» Aufgabenstellung: Suchen Sie aus den Einträgen alle Zeilen heraus, in denen das Wort „black“ vorkommt, und schreiben Sie diese ab.

========================================================================

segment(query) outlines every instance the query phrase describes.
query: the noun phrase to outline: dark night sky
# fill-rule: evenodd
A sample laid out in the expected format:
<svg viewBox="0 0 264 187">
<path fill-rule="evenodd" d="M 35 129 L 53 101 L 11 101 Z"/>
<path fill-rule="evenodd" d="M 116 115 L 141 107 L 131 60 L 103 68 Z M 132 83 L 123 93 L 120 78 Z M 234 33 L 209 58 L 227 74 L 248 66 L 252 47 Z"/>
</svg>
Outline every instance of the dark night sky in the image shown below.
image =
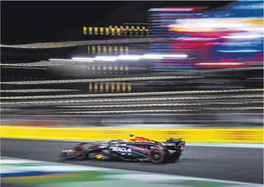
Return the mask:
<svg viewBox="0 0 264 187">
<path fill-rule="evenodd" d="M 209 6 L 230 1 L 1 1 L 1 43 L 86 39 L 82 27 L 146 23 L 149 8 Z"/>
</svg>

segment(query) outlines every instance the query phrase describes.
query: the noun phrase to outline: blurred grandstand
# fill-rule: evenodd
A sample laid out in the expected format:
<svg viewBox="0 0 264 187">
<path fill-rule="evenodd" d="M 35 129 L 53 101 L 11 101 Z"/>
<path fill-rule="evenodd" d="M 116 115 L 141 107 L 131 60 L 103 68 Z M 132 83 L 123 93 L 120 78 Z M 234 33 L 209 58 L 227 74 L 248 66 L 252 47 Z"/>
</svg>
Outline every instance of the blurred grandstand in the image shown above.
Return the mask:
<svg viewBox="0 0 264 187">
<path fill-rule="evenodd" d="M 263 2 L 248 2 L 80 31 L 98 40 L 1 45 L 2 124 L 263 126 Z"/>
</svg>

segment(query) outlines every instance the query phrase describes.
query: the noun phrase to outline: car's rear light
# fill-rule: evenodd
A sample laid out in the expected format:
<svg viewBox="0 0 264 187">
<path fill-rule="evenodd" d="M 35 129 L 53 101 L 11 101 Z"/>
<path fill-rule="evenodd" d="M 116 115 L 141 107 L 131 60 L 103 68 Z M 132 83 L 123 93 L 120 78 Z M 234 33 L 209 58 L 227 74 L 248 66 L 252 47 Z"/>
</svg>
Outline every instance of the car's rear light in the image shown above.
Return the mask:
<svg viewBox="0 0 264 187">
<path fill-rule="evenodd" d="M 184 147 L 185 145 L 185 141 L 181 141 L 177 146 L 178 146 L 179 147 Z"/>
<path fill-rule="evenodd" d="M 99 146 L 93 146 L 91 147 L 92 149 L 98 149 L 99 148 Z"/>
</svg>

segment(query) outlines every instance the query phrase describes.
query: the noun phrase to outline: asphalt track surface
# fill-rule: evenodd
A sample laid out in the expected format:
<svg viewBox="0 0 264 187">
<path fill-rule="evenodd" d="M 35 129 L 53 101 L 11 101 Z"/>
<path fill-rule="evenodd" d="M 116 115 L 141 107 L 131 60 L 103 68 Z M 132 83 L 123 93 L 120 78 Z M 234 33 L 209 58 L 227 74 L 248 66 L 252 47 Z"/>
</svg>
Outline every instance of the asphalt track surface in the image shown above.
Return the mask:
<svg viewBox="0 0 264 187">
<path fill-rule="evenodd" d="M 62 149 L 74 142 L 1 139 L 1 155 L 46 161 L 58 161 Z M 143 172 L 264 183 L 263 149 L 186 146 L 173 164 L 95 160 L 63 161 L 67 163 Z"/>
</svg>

========================================================================

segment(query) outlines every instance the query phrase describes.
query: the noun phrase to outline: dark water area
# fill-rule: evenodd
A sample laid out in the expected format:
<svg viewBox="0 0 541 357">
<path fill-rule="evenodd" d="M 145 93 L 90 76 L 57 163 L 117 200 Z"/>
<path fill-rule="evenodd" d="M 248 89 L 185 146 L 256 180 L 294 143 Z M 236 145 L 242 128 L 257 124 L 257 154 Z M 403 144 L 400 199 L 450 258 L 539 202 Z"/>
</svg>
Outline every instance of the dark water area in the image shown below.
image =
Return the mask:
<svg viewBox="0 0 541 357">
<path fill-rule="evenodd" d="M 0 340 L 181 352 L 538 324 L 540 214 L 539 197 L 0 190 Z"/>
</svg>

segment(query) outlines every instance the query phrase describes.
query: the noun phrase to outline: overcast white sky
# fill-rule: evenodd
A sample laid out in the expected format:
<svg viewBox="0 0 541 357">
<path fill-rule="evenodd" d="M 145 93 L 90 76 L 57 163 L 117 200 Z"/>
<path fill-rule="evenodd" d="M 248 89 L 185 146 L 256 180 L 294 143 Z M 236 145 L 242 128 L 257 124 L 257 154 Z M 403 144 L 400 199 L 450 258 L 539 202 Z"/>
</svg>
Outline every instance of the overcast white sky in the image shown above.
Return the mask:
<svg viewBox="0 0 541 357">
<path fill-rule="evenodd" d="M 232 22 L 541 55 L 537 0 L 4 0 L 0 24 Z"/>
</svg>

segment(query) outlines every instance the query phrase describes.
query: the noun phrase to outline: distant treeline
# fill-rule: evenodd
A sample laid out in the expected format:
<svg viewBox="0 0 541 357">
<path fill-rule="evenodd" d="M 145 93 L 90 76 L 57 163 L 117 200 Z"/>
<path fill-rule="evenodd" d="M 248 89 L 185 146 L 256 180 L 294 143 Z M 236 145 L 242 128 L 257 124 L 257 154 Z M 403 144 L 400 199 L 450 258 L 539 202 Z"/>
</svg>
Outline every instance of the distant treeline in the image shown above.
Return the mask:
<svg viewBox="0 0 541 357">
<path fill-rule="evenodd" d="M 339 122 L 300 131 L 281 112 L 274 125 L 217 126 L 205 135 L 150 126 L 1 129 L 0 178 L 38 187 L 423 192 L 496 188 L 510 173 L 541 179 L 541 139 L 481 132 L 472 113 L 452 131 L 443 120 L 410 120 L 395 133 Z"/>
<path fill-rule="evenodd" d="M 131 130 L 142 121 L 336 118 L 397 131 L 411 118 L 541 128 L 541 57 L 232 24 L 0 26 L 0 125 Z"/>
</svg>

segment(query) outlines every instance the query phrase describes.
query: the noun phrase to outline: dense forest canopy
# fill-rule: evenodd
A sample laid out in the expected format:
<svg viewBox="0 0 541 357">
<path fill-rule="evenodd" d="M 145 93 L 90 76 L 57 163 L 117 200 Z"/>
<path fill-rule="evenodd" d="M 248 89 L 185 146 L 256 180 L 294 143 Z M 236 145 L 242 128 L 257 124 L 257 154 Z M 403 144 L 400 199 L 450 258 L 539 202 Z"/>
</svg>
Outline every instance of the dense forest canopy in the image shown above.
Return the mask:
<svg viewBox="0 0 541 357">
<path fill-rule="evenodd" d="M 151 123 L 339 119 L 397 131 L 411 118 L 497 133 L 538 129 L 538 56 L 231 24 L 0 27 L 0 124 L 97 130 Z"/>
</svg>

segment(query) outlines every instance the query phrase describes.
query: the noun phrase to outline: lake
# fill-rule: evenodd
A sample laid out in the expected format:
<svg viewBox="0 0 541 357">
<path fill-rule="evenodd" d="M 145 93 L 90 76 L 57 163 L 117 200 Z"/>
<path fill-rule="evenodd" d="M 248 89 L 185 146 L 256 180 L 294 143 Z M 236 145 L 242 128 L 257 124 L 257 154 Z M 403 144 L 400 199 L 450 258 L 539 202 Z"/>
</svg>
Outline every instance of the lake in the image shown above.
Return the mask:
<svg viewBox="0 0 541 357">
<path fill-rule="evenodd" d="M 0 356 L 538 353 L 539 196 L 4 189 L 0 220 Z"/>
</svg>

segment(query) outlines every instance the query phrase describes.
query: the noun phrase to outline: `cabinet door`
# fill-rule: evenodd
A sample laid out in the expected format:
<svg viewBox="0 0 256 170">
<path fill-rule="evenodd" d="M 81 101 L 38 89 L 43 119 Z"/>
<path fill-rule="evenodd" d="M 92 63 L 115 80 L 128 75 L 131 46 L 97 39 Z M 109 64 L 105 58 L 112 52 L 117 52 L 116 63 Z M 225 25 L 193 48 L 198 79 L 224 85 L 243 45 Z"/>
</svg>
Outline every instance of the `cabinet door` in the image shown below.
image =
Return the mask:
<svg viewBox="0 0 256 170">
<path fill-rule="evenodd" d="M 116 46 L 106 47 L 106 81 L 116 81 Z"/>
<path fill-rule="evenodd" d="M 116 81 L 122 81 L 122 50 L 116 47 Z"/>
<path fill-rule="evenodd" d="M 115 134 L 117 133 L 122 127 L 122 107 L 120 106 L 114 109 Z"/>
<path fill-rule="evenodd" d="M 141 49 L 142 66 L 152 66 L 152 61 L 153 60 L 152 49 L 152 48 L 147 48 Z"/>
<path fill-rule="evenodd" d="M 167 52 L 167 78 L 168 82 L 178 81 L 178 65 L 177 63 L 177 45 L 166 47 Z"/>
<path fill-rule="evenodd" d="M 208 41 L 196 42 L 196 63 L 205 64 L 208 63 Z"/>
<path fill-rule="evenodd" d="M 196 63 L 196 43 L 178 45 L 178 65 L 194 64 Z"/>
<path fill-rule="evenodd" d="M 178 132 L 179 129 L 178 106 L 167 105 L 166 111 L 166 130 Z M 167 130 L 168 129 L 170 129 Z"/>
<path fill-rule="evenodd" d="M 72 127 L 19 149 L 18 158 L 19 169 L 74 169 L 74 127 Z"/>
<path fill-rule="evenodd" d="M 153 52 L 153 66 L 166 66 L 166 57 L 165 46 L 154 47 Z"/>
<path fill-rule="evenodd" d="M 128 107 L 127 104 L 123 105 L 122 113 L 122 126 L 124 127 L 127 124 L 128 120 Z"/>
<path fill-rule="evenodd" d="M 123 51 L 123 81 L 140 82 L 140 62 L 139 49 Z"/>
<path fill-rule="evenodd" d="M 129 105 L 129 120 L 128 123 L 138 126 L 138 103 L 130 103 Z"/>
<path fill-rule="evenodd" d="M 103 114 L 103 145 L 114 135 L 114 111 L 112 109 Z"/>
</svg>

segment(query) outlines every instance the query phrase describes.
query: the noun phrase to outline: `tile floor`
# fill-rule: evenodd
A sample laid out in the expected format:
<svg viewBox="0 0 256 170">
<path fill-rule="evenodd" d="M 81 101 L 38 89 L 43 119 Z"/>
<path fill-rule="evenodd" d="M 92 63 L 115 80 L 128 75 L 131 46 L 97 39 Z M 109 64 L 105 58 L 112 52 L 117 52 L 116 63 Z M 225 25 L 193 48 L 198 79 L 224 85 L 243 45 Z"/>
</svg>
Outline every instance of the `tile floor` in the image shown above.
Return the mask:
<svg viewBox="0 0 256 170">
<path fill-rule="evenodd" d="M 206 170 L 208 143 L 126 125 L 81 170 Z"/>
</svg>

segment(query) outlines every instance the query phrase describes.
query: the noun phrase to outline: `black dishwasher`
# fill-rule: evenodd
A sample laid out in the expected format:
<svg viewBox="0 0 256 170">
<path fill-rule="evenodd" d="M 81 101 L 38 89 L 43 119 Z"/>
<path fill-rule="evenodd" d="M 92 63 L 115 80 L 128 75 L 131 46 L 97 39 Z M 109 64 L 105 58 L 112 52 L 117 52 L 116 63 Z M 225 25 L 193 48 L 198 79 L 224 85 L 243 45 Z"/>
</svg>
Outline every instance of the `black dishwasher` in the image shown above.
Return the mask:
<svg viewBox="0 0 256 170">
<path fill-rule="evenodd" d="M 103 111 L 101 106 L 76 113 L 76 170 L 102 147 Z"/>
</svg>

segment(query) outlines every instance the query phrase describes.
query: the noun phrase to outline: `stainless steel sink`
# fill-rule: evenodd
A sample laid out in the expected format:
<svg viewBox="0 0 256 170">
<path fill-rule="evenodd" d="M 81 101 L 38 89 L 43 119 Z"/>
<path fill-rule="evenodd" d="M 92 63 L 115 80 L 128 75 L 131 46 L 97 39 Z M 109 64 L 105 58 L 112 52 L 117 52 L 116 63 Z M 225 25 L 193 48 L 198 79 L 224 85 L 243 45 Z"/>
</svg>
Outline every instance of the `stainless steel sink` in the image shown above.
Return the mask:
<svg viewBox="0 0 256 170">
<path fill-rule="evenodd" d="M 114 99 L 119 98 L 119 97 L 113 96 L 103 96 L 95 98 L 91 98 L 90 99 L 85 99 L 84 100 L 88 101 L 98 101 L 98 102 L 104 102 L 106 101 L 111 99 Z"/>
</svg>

========================================================================

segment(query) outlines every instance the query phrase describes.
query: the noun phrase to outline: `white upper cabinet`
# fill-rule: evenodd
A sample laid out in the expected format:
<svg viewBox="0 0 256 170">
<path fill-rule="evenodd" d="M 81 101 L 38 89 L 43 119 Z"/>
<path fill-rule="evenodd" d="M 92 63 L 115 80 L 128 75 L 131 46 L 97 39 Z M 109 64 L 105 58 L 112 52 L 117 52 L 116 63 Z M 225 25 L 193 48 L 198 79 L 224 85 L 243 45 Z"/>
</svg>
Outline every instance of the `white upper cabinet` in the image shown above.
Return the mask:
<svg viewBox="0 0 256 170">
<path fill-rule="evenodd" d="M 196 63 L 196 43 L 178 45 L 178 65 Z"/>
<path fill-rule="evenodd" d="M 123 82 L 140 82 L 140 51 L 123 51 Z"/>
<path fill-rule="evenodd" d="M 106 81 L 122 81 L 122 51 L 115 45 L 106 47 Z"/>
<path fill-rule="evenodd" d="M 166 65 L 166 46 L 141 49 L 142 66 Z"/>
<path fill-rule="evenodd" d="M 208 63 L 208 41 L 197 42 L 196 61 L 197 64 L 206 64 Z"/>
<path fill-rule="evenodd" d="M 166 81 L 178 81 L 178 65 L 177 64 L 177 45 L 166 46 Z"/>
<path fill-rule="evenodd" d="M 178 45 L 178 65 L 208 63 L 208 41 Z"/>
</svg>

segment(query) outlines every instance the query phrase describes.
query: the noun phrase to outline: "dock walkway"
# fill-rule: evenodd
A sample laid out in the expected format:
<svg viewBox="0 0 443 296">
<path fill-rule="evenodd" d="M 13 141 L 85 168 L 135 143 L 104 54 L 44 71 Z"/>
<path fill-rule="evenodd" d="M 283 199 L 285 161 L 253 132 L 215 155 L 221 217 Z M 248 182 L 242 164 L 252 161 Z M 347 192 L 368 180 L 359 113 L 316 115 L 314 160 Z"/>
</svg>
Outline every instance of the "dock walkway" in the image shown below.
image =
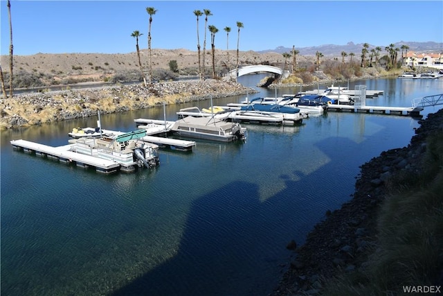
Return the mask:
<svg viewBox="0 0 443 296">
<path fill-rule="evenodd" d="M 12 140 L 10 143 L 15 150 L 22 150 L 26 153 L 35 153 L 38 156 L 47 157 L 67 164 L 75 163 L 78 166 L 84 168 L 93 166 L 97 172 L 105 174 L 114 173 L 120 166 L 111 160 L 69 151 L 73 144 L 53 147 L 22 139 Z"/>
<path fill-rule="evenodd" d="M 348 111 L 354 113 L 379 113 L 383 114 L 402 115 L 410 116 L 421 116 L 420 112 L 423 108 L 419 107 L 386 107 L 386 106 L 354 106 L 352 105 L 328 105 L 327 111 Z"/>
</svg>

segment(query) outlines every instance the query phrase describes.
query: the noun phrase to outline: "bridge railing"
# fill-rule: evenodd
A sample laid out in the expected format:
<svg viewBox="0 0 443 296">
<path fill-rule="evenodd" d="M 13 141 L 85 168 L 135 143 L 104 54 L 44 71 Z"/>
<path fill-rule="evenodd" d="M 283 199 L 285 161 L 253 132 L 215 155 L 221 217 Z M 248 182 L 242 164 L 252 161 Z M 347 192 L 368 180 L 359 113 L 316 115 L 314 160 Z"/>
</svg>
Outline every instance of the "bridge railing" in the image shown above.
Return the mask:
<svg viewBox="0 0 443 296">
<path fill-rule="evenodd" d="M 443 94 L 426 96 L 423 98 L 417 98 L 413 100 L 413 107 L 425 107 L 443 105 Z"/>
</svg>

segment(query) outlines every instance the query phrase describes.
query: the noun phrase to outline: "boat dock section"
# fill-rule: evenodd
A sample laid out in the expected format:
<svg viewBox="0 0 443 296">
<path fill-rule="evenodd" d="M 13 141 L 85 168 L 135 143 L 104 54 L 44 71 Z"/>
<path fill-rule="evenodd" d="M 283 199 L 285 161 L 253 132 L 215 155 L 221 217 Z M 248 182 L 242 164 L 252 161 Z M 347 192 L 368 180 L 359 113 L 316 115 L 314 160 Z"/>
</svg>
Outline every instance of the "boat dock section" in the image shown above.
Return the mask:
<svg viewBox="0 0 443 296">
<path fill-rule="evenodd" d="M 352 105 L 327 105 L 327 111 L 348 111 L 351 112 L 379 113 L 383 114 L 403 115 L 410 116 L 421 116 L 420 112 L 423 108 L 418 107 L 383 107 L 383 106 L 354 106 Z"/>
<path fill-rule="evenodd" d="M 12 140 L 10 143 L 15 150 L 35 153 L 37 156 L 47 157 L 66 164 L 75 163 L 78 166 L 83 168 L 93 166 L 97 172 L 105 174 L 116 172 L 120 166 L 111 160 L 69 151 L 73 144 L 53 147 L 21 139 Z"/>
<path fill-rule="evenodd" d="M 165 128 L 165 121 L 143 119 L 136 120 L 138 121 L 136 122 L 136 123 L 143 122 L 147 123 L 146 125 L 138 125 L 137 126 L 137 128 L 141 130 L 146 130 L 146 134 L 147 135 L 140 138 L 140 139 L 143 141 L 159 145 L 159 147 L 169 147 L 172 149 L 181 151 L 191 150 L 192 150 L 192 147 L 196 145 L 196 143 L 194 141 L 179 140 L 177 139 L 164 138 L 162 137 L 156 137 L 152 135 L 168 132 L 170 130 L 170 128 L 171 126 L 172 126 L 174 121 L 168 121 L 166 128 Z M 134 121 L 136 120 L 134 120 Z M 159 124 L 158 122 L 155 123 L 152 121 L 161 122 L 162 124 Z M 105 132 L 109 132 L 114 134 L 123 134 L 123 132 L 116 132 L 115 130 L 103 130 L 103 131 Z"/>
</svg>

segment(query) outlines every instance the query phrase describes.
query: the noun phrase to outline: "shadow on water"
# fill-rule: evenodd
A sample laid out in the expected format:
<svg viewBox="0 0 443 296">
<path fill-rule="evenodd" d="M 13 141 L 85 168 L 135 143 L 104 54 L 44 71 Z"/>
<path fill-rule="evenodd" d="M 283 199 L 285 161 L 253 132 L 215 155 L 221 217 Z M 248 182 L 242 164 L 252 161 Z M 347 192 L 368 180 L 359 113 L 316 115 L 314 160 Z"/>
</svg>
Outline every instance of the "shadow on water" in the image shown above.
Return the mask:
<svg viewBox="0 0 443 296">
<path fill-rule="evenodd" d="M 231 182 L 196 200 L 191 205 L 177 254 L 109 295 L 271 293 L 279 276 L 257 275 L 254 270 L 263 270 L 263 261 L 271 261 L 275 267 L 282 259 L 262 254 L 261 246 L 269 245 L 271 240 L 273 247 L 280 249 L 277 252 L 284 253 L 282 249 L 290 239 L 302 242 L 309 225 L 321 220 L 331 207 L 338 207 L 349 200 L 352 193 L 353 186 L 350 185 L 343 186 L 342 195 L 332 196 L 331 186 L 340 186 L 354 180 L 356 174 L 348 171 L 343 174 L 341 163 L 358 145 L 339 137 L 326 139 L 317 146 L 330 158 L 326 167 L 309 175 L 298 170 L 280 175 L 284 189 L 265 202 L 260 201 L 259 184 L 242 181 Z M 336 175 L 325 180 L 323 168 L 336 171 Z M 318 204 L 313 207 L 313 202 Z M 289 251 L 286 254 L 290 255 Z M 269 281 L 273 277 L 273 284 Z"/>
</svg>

========================================================================

» Lösung:
query: the noun phrase to outline: `black dishwasher`
Outline every instance of the `black dishwasher` in the image shown above.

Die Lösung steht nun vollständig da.